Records
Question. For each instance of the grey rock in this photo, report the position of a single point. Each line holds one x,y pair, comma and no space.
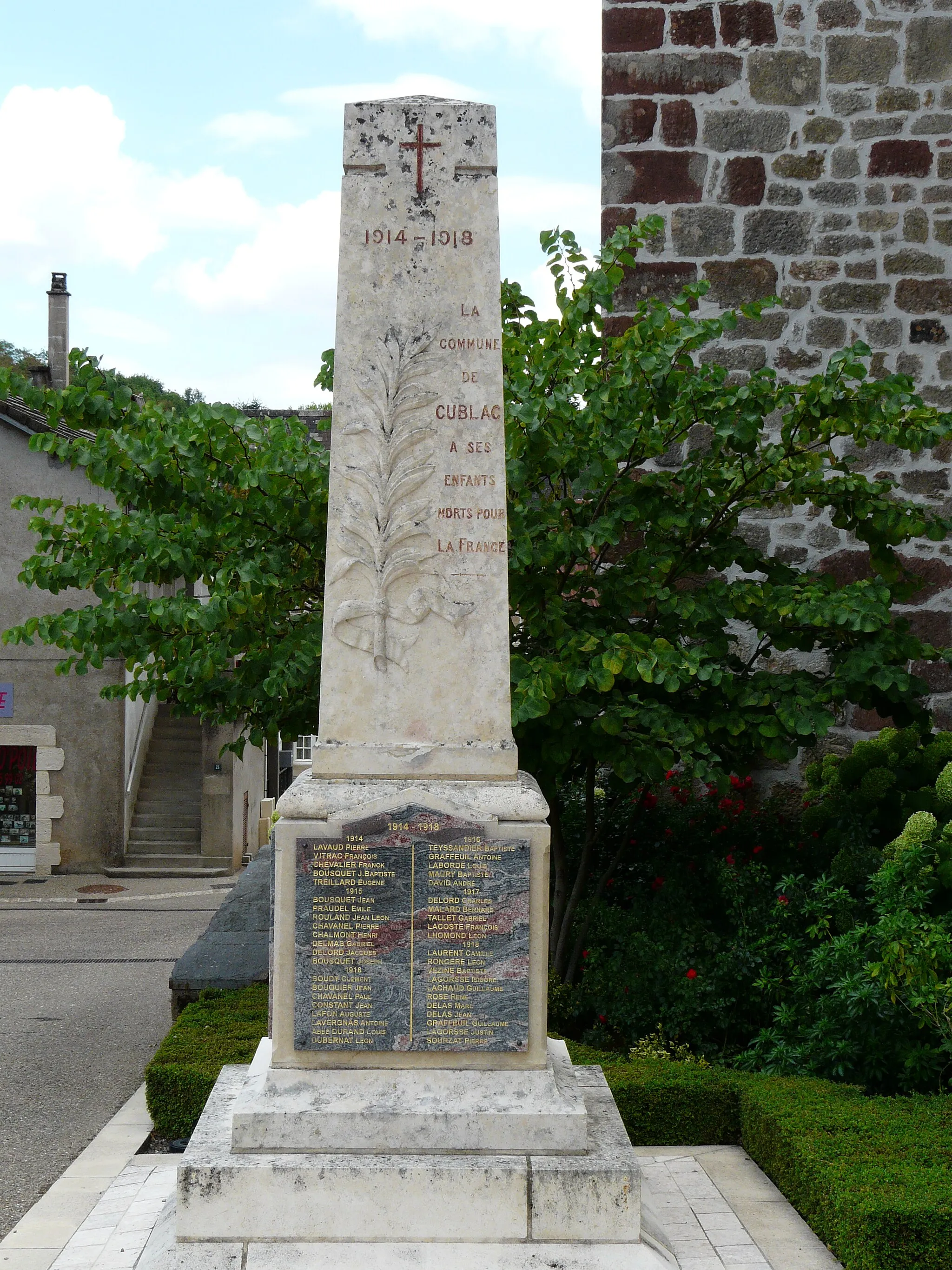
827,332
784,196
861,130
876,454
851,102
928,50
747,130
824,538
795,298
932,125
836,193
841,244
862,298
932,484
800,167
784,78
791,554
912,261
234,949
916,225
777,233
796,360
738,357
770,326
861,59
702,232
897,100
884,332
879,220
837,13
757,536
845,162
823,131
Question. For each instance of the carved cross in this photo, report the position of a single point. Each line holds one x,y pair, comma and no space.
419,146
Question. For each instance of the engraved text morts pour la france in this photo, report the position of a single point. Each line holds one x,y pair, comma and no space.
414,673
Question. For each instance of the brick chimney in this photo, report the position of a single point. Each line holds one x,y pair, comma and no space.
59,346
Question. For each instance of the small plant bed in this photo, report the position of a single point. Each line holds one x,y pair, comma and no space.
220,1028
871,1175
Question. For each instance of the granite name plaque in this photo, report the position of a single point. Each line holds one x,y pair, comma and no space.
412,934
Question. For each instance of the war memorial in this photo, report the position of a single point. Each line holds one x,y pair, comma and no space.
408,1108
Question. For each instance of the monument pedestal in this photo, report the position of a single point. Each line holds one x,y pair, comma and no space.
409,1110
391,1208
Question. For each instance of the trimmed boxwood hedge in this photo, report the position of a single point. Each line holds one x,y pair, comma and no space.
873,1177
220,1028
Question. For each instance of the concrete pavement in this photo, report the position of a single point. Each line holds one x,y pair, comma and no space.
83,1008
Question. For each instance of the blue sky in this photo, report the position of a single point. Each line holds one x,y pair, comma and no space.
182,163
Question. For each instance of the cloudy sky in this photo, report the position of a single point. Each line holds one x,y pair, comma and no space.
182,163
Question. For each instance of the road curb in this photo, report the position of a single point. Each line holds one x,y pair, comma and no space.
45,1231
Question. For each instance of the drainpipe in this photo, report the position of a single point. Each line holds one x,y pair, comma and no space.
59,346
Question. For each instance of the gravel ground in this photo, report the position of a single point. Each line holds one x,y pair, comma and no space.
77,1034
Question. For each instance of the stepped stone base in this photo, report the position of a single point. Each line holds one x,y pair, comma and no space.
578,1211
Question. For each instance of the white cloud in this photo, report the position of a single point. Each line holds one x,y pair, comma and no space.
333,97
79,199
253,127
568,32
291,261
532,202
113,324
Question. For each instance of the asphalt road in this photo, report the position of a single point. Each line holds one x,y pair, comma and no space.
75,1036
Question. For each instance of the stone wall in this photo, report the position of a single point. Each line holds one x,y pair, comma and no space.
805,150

▸ **The exercise**
Turn all of the data above into a two-column CSV with the headers "request" and "points", one row per request, each field quoted and with line breaks replaced by spaces. Leave out the pictures.

▸ **Result for this exercise**
request,points
"Question. For each instance of the grey rock in this photo, report the position of a single point. Each line holds one x,y pair, comma and no space.","827,332 784,196 861,130 876,454 851,102 928,50 747,130 824,538 795,298 932,125 836,193 841,244 862,298 932,484 800,167 784,78 791,554 912,261 234,949 916,225 777,233 796,360 738,357 770,326 861,59 702,232 897,100 884,332 879,220 837,13 757,536 845,162 823,131"
"Question. For each instance of the carved cross in this photo, report the position of a single point. Each line holds one x,y pair, comma and no space.","419,146"
"Question. For each instance of the engraved text morts pour la france in this photo, report the position of a single point. Each line holds one x,y pair, comma and no space.","414,673"
"Question. For each instance of the brick chimney in this photo, report the position of a single point. Each line holds one x,y pair, comma and no space.","59,346"
"Question. For each instance of the small plant bed in this photo, report the position of a single point. Each line holds one x,y pair, comma and no space.","220,1028 871,1175"
"Question. For each instance of the granite name plaque in this photo, report the position of a single point. Each line holds one x,y pair, comma and no space.","412,934"
"Question. For each instance of the war memorial in this photo, report the position of a single point. Each line holds one x,y pair, comma and no space.","408,1108"
"Question. For each instance of the monument pedestal in this photo, report the position of a single point. Each line holds one x,y pair, comma and no space.","409,1110 391,1208"
"Question. For each instance of the trimmed boxwood hedge in this photo, report the position of a single point. Each line holds one x,y pair, comma and no space.","873,1177 220,1028"
"Question. For each instance of the concrete pavement in this photo, report the position of a single point. Each line holds one x,y pair, comma and no space.","83,1008"
"Question. For each instance of the blue sky in this photo, report the position of a single point. Each line holds one x,y pair, comma and no space.","182,163"
"Question. For each instance of the cloudy sky in this photo, report the position of a single point. Each line holds one x,y pair, comma and no space.","182,163"
"Question. For each instance of the road curb in this photo, report the position of a single point. Each line holds one x,y pair, comma and no space.","45,1231"
"Question. For each instance of the drainpipe in this photo, report the position of a single point. Each line holds one x,y pair, comma and no space.","59,346"
"Question. For each instance of the gravel ground in this photo, report the position of a single point. Each line holds one x,y pair, comma and no space.","77,1034"
"Question. For each instance of the stepped stone base in this photo, report the position of a single point. Each line holds one x,y pair, comma and no space.","578,1211"
"Question. For each instance of the white cloud in this photo, report the position of a single point. Each line holds one x,y pair, comma and no space.","333,97 79,199 253,127 568,32 291,261 532,202 113,324"
"Question. For each instance of the asphalt road in this photo, report the position of a single point. Each line holds one x,y pair, comma and no space.","75,1036"
"Question. For each instance of the stone wall in this photo, report the position of a single point. Each line holds one x,y pair, comma and no space.","805,150"